Task — Locate every line in the listing below that contains the string "item". Copy each of those lines in full.

Supplied data start

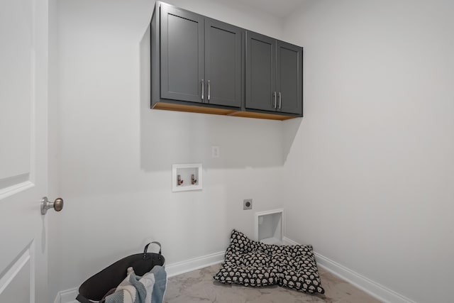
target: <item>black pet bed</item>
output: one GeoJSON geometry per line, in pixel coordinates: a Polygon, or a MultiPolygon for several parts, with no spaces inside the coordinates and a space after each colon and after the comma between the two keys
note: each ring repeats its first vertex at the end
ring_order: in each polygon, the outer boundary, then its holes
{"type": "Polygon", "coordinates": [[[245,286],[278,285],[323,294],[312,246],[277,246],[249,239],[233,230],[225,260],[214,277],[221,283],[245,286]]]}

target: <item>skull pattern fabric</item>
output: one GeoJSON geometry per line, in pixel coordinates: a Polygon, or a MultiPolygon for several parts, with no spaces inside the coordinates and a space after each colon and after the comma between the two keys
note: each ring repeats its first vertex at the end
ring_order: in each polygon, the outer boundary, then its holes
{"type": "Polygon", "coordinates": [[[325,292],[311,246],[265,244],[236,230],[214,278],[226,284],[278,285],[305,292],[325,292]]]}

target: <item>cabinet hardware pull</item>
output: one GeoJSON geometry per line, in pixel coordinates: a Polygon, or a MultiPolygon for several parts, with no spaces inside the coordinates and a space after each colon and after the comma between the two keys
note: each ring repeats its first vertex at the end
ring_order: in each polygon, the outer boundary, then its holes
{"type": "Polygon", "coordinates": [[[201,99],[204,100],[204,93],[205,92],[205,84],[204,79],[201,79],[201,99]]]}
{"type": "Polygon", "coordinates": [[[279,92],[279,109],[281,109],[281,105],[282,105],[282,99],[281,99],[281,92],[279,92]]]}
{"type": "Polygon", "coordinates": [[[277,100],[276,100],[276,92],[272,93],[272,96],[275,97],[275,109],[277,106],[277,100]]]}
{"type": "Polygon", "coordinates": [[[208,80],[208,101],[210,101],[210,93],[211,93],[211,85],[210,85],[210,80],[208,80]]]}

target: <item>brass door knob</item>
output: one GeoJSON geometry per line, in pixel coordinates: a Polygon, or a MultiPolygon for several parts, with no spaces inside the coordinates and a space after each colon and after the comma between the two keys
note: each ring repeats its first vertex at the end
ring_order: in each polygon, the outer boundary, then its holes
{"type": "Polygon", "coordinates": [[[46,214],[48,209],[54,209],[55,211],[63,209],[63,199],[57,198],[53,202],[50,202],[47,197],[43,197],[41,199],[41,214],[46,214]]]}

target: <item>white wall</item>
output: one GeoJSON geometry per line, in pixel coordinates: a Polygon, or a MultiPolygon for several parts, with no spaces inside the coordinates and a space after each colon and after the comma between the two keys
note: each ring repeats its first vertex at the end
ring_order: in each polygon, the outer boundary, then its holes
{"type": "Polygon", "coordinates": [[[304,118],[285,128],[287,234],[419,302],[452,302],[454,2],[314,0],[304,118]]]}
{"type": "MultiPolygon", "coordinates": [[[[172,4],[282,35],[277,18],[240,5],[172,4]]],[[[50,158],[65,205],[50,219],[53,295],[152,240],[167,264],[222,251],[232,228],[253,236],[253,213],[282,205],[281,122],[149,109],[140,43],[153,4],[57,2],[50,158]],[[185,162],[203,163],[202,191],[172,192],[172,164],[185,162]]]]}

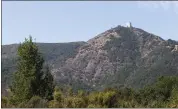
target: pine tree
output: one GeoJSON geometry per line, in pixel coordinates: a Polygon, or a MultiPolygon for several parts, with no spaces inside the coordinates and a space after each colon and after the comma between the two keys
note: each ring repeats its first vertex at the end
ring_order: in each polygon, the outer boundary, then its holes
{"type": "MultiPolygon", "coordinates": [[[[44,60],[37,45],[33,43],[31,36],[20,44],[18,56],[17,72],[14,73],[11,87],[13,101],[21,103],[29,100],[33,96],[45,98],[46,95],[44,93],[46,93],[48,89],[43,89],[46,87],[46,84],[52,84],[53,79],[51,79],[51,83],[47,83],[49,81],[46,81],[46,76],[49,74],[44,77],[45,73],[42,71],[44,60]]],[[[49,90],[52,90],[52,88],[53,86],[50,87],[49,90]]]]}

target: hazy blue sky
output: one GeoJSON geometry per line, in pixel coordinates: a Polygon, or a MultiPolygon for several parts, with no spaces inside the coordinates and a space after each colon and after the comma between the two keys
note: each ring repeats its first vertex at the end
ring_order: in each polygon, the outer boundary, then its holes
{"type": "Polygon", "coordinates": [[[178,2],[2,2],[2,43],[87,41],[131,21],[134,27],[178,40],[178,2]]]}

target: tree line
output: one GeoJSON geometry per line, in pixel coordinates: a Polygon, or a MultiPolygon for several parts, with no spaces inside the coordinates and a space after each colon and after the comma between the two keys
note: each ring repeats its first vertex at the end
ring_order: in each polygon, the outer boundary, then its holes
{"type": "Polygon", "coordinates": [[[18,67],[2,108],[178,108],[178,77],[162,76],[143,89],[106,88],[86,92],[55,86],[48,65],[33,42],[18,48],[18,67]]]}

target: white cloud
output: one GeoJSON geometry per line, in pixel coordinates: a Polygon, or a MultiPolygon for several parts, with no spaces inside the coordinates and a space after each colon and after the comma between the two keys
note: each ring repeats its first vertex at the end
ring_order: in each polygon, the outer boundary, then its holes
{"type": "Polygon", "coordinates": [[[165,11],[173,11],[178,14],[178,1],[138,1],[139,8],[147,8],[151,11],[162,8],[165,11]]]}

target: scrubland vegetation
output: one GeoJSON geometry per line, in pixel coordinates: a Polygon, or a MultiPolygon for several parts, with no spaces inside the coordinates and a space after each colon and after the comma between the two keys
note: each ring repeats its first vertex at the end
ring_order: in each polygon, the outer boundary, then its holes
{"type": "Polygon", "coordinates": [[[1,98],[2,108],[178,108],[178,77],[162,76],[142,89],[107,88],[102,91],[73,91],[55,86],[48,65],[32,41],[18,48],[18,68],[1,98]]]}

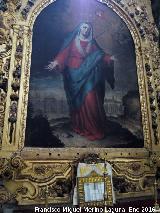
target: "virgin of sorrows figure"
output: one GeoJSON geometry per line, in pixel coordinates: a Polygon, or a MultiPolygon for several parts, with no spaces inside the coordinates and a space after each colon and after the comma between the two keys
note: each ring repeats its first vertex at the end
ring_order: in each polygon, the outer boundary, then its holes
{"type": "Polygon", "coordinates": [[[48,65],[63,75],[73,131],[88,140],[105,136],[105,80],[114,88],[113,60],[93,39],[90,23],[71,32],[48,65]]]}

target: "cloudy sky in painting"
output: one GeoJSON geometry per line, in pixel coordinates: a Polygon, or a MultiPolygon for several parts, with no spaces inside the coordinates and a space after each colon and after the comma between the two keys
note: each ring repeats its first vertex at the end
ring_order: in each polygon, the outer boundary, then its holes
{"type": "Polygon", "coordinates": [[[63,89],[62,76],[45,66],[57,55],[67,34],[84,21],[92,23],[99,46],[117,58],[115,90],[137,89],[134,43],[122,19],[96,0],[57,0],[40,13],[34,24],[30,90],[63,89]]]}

Supplied data end
Supplied data start

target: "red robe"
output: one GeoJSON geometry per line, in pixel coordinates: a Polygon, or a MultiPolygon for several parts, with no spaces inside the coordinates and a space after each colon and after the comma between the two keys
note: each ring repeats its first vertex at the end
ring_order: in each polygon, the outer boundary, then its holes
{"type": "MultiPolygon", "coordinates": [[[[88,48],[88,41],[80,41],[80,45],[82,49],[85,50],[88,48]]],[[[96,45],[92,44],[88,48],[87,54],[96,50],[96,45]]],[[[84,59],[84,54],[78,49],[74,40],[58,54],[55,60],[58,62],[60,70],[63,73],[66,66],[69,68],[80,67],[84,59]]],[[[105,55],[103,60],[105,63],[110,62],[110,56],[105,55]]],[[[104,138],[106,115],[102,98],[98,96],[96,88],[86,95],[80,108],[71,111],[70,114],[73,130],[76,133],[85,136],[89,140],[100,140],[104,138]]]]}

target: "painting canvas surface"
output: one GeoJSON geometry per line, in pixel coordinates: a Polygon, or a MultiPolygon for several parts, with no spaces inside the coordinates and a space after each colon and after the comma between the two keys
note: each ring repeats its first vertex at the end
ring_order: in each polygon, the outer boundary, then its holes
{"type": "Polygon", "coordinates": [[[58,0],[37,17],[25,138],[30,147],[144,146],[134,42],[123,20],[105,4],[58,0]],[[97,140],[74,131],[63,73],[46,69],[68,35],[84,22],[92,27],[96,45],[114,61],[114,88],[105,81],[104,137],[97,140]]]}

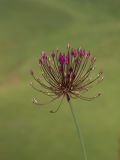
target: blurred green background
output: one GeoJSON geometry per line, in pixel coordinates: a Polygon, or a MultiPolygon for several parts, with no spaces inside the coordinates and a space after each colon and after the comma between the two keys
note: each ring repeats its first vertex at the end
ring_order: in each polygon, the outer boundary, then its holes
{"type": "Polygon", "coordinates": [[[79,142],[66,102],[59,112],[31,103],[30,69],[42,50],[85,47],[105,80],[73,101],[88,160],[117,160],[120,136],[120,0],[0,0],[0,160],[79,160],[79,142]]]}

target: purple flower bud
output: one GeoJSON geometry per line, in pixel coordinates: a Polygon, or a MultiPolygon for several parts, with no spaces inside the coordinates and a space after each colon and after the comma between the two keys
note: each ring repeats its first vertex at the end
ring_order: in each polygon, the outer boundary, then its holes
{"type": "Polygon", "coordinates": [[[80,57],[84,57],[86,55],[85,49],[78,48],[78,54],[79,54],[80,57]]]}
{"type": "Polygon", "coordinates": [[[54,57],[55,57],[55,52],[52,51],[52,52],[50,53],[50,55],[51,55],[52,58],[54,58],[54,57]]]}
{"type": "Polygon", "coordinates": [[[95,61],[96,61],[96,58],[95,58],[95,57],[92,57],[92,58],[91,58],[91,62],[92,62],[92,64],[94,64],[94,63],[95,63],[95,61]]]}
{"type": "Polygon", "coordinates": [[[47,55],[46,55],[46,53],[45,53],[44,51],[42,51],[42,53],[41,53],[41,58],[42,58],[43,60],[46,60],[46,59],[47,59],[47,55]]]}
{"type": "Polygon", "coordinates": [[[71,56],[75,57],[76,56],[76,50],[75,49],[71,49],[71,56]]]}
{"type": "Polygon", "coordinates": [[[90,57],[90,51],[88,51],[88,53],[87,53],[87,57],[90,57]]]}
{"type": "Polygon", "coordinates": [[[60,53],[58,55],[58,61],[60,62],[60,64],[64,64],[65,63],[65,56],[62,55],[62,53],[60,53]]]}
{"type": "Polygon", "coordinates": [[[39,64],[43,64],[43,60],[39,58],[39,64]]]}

Supplied data end

Full response —
target: <item>black pet bed</item>
target: <item>skull pattern fabric</item>
target: <item>cabinet hardware pull</item>
target: <item>brass door knob</item>
target: <item>white wall</item>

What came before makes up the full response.